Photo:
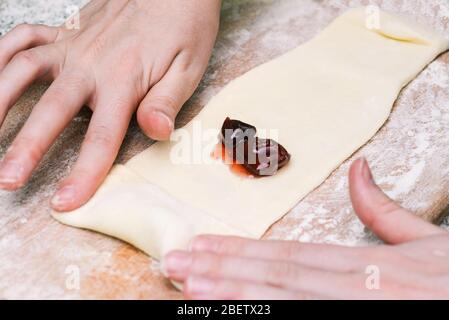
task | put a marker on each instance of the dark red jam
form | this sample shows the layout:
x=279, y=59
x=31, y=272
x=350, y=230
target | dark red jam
x=258, y=157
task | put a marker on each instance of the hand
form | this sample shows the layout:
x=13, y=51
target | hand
x=128, y=55
x=414, y=266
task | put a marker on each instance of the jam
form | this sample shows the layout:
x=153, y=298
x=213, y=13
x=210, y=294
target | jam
x=248, y=153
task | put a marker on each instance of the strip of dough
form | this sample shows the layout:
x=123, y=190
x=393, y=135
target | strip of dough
x=327, y=98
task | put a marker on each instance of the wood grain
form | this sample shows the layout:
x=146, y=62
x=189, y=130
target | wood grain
x=409, y=156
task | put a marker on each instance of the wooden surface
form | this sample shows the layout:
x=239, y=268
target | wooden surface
x=409, y=156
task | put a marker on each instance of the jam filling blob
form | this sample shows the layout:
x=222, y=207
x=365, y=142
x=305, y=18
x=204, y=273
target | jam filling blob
x=259, y=157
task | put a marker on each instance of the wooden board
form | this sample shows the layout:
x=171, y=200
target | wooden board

————

> _Work request_
Each line, starting with the one that holds "x=365, y=142" and ending with the last line of the listing, is to be restated exactly.

> _Written solution_
x=365, y=142
x=305, y=18
x=204, y=273
target | jam filling blob
x=259, y=157
task | put a marker on each instance of the wooden board
form | this sample shows the layout:
x=171, y=200
target | wooden board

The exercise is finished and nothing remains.